_How to complete this task_
Everything from the line holding "locate: windmill with" through the final line of the entries below is to be duplicated exactly, and nothing outside that span.

_Dataset records_
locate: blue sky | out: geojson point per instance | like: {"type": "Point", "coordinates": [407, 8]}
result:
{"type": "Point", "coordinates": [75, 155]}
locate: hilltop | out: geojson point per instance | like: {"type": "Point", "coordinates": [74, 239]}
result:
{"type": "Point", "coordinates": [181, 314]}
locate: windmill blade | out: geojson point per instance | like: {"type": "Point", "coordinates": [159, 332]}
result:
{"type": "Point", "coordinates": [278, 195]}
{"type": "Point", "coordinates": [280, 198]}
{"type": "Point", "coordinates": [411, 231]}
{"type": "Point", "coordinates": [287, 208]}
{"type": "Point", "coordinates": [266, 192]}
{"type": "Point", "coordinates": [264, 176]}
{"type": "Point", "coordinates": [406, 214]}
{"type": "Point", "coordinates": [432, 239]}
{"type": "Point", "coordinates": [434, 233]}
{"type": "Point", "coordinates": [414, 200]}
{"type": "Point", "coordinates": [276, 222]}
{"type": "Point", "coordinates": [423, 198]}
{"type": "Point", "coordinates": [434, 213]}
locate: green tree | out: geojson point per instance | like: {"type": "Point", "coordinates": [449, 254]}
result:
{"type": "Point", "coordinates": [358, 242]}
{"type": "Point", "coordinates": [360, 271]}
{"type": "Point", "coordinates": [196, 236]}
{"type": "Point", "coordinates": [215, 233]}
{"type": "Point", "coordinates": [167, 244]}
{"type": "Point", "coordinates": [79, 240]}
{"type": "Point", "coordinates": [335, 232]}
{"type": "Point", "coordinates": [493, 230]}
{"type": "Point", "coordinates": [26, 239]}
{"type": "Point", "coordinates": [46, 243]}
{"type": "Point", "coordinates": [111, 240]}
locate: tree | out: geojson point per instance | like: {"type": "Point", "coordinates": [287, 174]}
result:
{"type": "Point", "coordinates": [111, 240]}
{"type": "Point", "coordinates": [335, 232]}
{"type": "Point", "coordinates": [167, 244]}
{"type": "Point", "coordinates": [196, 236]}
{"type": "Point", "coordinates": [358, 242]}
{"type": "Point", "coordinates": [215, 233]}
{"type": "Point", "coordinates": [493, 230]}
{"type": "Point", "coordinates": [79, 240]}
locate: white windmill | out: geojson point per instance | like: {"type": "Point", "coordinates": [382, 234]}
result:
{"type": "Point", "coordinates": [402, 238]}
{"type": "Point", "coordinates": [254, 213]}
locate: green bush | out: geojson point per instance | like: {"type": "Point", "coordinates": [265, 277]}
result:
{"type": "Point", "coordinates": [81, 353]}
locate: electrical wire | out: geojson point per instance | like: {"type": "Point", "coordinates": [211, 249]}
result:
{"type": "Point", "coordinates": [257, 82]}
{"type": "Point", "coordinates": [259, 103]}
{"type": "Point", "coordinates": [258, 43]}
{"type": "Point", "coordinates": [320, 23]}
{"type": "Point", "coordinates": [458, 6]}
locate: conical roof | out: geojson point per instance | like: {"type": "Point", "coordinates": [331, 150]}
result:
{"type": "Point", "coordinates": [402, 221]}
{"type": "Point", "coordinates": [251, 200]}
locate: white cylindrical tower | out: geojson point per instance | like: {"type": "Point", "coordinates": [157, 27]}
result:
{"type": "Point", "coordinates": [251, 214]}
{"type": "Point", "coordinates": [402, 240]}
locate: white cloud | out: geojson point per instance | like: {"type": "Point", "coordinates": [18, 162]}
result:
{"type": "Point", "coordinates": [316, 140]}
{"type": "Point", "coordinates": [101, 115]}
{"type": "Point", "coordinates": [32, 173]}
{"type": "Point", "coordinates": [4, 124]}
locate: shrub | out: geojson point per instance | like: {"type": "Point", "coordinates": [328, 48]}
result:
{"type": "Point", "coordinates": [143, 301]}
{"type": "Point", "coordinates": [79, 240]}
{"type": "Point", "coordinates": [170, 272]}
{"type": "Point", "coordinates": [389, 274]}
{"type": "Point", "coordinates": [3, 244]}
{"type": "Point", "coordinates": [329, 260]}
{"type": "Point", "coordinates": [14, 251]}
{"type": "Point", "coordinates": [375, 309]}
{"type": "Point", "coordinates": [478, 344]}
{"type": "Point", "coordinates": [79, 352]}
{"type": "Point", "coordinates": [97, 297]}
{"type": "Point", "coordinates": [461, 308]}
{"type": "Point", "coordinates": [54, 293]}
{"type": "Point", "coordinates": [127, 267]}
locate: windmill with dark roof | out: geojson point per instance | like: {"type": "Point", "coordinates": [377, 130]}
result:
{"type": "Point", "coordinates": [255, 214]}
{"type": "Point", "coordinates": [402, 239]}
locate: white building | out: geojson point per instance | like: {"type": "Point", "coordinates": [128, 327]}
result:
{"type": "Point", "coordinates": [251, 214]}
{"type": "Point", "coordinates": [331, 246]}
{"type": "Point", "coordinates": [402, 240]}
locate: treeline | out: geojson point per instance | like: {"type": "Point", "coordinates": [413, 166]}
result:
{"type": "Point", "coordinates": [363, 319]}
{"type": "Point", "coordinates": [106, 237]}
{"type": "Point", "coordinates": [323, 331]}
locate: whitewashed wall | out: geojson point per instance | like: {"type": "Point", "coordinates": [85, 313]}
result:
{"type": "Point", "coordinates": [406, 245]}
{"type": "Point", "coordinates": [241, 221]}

_Task response_
locate: windmill with dark roof | out: geojson point per instance | like: {"type": "Point", "coordinates": [377, 130]}
result:
{"type": "Point", "coordinates": [255, 214]}
{"type": "Point", "coordinates": [402, 239]}
locate: white building | out: geojson point per instance | like: {"type": "Point", "coordinates": [128, 327]}
result:
{"type": "Point", "coordinates": [251, 214]}
{"type": "Point", "coordinates": [331, 246]}
{"type": "Point", "coordinates": [402, 240]}
locate: treeline | out: geojson point per instance | like: {"type": "Point", "coordinates": [413, 166]}
result:
{"type": "Point", "coordinates": [363, 319]}
{"type": "Point", "coordinates": [106, 237]}
{"type": "Point", "coordinates": [323, 331]}
locate: whitewashed wall | out: geojson point per instance | like: {"type": "Point", "coordinates": [85, 313]}
result:
{"type": "Point", "coordinates": [406, 245]}
{"type": "Point", "coordinates": [241, 221]}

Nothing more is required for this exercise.